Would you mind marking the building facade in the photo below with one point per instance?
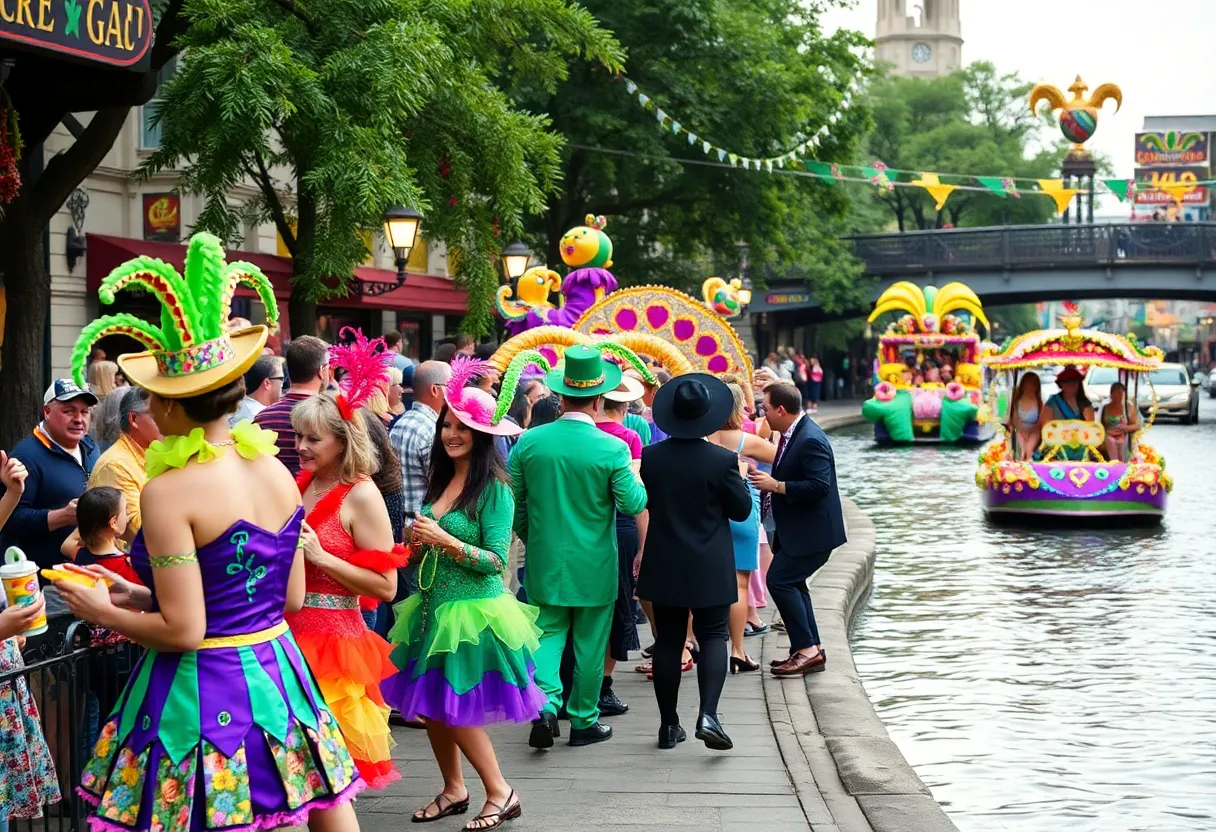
(919, 38)
(124, 218)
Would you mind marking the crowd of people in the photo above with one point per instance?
(406, 540)
(1029, 412)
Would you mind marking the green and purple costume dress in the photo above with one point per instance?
(465, 645)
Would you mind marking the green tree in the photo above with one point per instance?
(44, 95)
(337, 110)
(972, 122)
(747, 77)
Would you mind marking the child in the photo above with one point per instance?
(101, 521)
(1120, 422)
(27, 775)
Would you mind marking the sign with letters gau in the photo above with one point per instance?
(112, 32)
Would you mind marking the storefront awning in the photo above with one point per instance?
(420, 293)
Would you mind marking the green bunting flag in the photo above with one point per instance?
(1120, 187)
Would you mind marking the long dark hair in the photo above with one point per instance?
(484, 468)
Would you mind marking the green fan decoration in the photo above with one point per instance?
(195, 308)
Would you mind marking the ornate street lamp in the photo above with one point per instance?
(401, 225)
(516, 258)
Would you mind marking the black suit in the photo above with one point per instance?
(693, 490)
(810, 524)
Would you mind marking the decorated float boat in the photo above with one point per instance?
(671, 329)
(1070, 474)
(929, 337)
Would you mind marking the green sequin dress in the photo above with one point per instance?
(463, 645)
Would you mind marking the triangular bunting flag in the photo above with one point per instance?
(1120, 187)
(1056, 190)
(939, 191)
(994, 184)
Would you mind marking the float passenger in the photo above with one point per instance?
(1025, 414)
(1071, 404)
(1120, 422)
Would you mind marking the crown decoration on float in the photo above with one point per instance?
(191, 352)
(724, 297)
(1079, 116)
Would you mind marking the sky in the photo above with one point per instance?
(1159, 51)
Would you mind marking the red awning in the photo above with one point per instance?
(420, 293)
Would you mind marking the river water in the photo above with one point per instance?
(1043, 679)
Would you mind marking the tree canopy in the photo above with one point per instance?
(747, 77)
(338, 108)
(972, 122)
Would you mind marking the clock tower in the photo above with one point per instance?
(919, 38)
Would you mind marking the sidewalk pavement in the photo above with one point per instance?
(626, 781)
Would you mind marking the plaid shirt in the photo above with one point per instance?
(411, 438)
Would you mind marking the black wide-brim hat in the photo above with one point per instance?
(693, 405)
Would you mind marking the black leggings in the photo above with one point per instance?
(711, 628)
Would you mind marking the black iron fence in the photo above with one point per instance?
(74, 682)
(1037, 247)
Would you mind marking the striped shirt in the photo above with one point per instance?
(277, 417)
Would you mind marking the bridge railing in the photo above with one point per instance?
(1037, 247)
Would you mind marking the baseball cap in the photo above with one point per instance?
(65, 389)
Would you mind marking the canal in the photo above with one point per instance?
(1057, 679)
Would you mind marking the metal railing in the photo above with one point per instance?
(74, 689)
(1037, 247)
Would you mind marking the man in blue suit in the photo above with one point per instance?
(804, 501)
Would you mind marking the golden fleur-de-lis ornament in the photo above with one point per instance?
(1079, 117)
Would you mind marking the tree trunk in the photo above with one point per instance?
(28, 292)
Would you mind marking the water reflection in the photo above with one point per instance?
(1043, 679)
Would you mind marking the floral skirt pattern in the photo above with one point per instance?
(230, 738)
(27, 774)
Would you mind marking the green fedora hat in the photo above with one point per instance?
(584, 374)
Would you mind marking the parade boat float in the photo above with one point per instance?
(676, 331)
(1091, 485)
(930, 387)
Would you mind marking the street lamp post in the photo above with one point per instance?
(516, 258)
(401, 225)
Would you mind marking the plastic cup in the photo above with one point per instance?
(21, 588)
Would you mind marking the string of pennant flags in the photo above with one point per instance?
(938, 185)
(805, 147)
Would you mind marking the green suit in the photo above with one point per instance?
(569, 479)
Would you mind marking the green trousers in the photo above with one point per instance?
(590, 627)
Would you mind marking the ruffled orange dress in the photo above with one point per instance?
(348, 659)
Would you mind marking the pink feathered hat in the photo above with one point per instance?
(472, 405)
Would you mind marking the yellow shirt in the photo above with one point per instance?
(122, 467)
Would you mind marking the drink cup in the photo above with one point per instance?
(21, 589)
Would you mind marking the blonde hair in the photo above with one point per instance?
(102, 378)
(735, 421)
(319, 415)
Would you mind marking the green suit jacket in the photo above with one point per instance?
(570, 478)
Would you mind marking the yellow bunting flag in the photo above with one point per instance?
(936, 190)
(1056, 190)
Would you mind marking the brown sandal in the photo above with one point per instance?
(511, 810)
(452, 808)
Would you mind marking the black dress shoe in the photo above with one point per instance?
(710, 732)
(589, 736)
(669, 735)
(544, 730)
(612, 706)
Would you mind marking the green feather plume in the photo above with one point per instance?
(246, 273)
(511, 380)
(629, 358)
(120, 324)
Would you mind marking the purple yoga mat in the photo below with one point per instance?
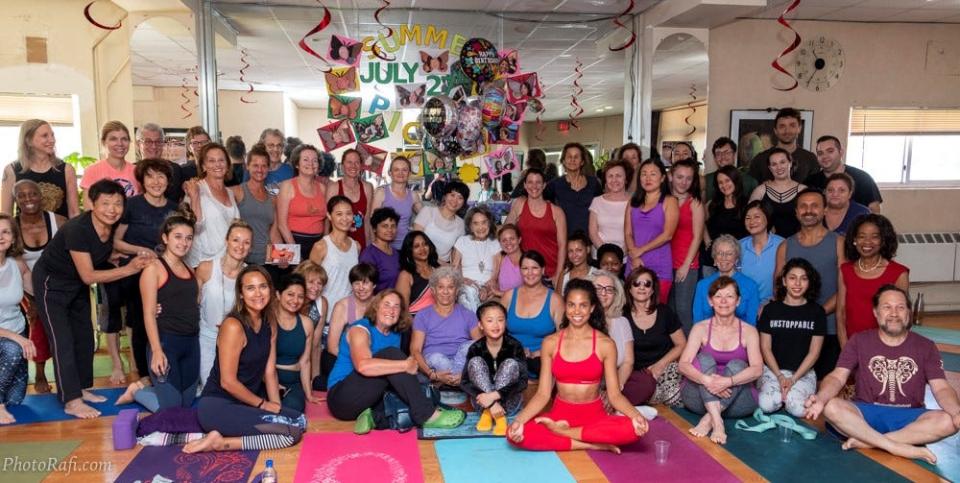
(172, 463)
(686, 461)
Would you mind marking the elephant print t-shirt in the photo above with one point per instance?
(891, 376)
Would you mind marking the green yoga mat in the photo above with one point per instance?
(943, 336)
(799, 460)
(32, 462)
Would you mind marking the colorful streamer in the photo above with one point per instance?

-=-=-=-=-

**Set exercise:** Turn the data from the line containing "Would you mind marking the yellow shirt" through the last line of the data, both ends included, into a JSON list of strings, one string per line, with blank lines omitted. Leave the pictures out.

**Task result:**
[
  "Would you mind marking the yellow shirt in the photo above with one point per instance?",
  "(122, 467)",
  "Would you mind marking the drink cup in the photo above with one point per instance?",
  "(21, 589)",
  "Would you mind marking the blonde hair in the photo above with one point per instance?",
  "(102, 378)",
  "(735, 421)",
  "(319, 415)",
  "Would you mind marking the green suit jacket in the photo above with one point per instance?",
  "(570, 478)",
  "Would you mind marking the yellow bunting flag in the photo above with one point per instance?",
  "(936, 190)",
  "(1056, 190)",
  "Would you mind marking the brown sandal in the photo above with one point per instance?",
  "(511, 810)",
  "(452, 808)",
  "Would you mind marking the black dress shoe in the photo above with one point per instance?",
  "(710, 732)",
  "(589, 736)",
  "(669, 735)",
  "(544, 730)",
  "(612, 706)",
  "Would you mind marking the green feather plume in the photo above with one point per instance?",
  "(246, 273)",
  "(511, 380)",
  "(629, 358)",
  "(120, 324)",
  "Would you mind marking the purple yoga mat in the photo below with one point per instance?",
  "(172, 463)",
  "(686, 461)",
  "Would you mind marking the elephant print t-shirt in the photo above with one point per instance?",
  "(891, 376)",
  "Would you mind marking the green yoga mat in the photo above with one point per instance?",
  "(943, 336)",
  "(799, 460)",
  "(32, 462)",
  "Would you mind marking the colorful streamer in the photo above with one point per instance?"
]